#### [Extracted data]
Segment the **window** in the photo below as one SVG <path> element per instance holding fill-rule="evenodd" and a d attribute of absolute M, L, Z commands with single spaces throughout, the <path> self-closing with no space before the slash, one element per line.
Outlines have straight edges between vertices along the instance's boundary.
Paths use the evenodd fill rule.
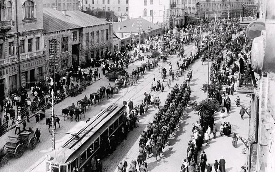
<path fill-rule="evenodd" d="M 97 43 L 99 42 L 99 31 L 97 30 L 96 31 L 96 43 Z"/>
<path fill-rule="evenodd" d="M 101 42 L 103 42 L 104 41 L 104 30 L 101 30 L 100 31 L 100 33 L 101 34 L 100 40 L 101 41 Z"/>
<path fill-rule="evenodd" d="M 28 39 L 28 52 L 32 51 L 32 38 Z"/>
<path fill-rule="evenodd" d="M 25 40 L 20 41 L 20 53 L 25 53 Z"/>
<path fill-rule="evenodd" d="M 35 50 L 40 49 L 40 37 L 35 38 Z"/>
<path fill-rule="evenodd" d="M 64 69 L 68 67 L 68 60 L 64 60 L 61 61 L 61 68 Z"/>
<path fill-rule="evenodd" d="M 13 93 L 16 90 L 17 87 L 17 77 L 15 75 L 10 77 L 10 91 Z"/>
<path fill-rule="evenodd" d="M 43 80 L 43 67 L 40 67 L 36 68 L 36 79 L 37 81 L 42 81 Z"/>
<path fill-rule="evenodd" d="M 105 30 L 105 36 L 106 37 L 106 41 L 108 40 L 108 37 L 109 37 L 109 33 L 108 32 L 108 29 L 107 29 Z"/>
<path fill-rule="evenodd" d="M 4 46 L 3 44 L 0 44 L 0 59 L 5 59 L 4 56 Z"/>
<path fill-rule="evenodd" d="M 115 52 L 118 51 L 118 45 L 116 44 L 114 46 L 114 51 Z"/>
<path fill-rule="evenodd" d="M 92 45 L 93 44 L 95 43 L 95 32 L 91 32 L 91 43 Z"/>
<path fill-rule="evenodd" d="M 144 17 L 147 16 L 147 10 L 146 8 L 144 8 L 143 10 L 143 16 Z"/>
<path fill-rule="evenodd" d="M 89 33 L 86 33 L 86 46 L 89 45 Z"/>
<path fill-rule="evenodd" d="M 45 4 L 46 5 L 46 4 Z M 12 19 L 12 5 L 11 2 L 9 1 L 7 2 L 7 16 L 6 19 L 10 20 Z"/>
<path fill-rule="evenodd" d="M 77 39 L 76 37 L 76 31 L 73 32 L 72 32 L 72 34 L 73 34 L 73 40 L 76 40 Z"/>
<path fill-rule="evenodd" d="M 34 4 L 32 1 L 27 1 L 24 3 L 24 18 L 34 18 Z"/>
<path fill-rule="evenodd" d="M 61 52 L 68 51 L 68 37 L 61 38 Z"/>

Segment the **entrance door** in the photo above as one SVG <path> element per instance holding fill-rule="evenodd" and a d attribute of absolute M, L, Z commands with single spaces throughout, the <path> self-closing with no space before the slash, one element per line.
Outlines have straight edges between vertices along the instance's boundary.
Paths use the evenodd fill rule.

#### [Work to do]
Copy the data from its first line through the line containing "97 43 L 99 42", requests included, and shift every coordinate in the answers up by 84. Leave out the pictures.

#### [Written answer]
Segment the **window** in the photo below as one SVG <path> element per instance holding fill-rule="evenodd" and a d attribute of absolute M, L, Z commands with single spaces throughout, the <path> self-closing with no space before the slash, one element per line.
Outlines have straight edges between vertices along the instance's boundary.
Paths use the evenodd fill rule.
<path fill-rule="evenodd" d="M 181 127 L 183 126 L 183 115 L 181 114 L 180 115 L 180 127 Z"/>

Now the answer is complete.